PROVIDED TEXT
::::::::

Summary

In a previous advisory we disclosed multiple vulnerabilities within the NPU device’s mmap handler and discussed how it exposes sensitive kernel data. This advisory focuses on the implementation errors in the same handler. The mapping function ignores the requested size parameter and fails to back regions of the mapped virtual memory with an actual mapping. Trying to access these holes or requesting an mmap that is smaller than the memory mapped by the kernel driver results in a kernel crash, most likely caused by invalid page accesses.

The mmap handler is exposed through the /dev/davinci0 character device. Due to the applied selinux policy, access to this device is restricted to the hiaiserver system process. Because of these limitations a practical attack would need to target the hiaiserver first.

::::::::

Extend the advisory on the NPU mmap handler beyond its final sentence, keeping its technical tone.

::::::::

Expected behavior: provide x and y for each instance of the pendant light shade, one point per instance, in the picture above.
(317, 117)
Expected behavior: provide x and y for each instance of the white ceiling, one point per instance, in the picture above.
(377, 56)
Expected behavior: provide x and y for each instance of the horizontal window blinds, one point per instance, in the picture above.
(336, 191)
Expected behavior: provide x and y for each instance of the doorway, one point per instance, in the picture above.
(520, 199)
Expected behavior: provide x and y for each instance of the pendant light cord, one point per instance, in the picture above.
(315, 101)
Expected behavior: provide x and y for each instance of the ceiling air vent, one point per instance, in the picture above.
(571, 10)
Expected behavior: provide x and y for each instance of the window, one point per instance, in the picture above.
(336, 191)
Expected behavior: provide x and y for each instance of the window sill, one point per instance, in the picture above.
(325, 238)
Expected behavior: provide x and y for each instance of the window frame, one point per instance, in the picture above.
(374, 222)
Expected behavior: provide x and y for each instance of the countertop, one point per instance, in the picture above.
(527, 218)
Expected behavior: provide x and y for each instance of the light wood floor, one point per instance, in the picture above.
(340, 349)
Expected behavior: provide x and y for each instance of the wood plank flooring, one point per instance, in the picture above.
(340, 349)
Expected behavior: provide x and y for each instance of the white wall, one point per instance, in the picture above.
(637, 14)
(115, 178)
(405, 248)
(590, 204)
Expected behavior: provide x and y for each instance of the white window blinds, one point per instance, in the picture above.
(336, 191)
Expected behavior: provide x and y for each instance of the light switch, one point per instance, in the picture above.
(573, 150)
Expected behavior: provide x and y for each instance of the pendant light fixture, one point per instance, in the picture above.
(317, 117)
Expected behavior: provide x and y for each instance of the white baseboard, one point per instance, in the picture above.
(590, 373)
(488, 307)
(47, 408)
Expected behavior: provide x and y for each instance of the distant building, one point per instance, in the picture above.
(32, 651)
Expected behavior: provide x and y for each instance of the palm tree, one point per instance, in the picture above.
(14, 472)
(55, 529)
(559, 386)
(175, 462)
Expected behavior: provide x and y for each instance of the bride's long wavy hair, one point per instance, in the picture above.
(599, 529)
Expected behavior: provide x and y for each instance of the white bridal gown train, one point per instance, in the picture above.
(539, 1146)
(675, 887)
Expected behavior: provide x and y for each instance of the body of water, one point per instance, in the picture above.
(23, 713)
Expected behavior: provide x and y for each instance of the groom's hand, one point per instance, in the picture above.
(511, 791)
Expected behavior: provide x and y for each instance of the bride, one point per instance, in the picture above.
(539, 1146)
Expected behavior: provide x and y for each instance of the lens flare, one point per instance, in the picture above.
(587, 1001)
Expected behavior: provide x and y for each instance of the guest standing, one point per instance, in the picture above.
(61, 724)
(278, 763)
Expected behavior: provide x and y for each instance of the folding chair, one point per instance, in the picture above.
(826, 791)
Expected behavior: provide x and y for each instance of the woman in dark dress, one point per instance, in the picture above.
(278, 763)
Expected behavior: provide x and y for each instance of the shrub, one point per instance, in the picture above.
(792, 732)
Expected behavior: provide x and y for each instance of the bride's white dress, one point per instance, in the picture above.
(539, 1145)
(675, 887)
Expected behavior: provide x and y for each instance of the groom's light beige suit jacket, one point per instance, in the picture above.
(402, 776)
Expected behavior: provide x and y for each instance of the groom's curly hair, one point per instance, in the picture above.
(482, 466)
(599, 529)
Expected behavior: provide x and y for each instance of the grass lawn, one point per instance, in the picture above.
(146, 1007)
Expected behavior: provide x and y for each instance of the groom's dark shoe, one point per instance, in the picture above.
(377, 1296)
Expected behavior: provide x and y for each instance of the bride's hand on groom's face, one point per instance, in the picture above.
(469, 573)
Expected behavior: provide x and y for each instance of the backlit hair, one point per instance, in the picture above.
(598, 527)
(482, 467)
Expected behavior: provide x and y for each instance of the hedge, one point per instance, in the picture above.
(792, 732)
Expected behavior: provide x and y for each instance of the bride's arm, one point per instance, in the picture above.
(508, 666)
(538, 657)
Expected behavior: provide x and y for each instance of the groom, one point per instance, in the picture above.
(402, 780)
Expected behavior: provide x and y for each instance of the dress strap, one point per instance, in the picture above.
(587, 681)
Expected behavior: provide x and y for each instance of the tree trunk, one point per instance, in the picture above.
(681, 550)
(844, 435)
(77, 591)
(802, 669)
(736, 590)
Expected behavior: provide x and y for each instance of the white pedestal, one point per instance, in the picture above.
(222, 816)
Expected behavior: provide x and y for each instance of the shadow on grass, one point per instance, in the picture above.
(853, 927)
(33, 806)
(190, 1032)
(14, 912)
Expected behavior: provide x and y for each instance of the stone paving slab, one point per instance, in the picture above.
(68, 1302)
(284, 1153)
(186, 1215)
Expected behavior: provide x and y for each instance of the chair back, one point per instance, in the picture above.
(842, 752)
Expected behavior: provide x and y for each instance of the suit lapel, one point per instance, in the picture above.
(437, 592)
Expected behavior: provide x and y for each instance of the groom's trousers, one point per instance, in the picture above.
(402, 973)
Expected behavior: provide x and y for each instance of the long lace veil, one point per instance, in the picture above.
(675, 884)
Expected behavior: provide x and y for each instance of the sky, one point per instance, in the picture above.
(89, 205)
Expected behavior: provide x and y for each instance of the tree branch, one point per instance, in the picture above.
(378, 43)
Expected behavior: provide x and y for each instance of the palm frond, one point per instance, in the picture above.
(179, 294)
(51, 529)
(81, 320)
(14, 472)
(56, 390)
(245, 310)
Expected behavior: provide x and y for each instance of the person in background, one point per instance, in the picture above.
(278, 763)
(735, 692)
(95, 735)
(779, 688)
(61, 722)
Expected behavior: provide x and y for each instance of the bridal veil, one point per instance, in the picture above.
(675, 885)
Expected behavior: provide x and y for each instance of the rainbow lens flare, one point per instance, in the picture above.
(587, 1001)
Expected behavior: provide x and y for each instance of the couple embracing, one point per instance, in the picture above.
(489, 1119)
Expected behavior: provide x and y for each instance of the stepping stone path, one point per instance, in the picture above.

::::::::

OUTPUT FOR THIS EXERCISE
The devdrv_npu_map function calls drivers/hisi/npu/facility/memory/npu_shm.c:962 devdrv_info_sq_cq_mmap if the provided offset signals this type of mapping. The problem is that this function tries to map 0x8100000 bytes into the provided vma regardless of the requested size. When allocating vma-s the kernel aims to chose addresses that are tightly packed so the mapped regions are consecutive and no memory is wasted. When the vulnerable kernel driver ignores the the requested size it might extend the mapping to an address where a previously mmapped region already exists. This leads to a kernel crash due to corruption in the structures used to represent the process’ virtual memory. We have not investigated how an attacker can leverage this vulnerability.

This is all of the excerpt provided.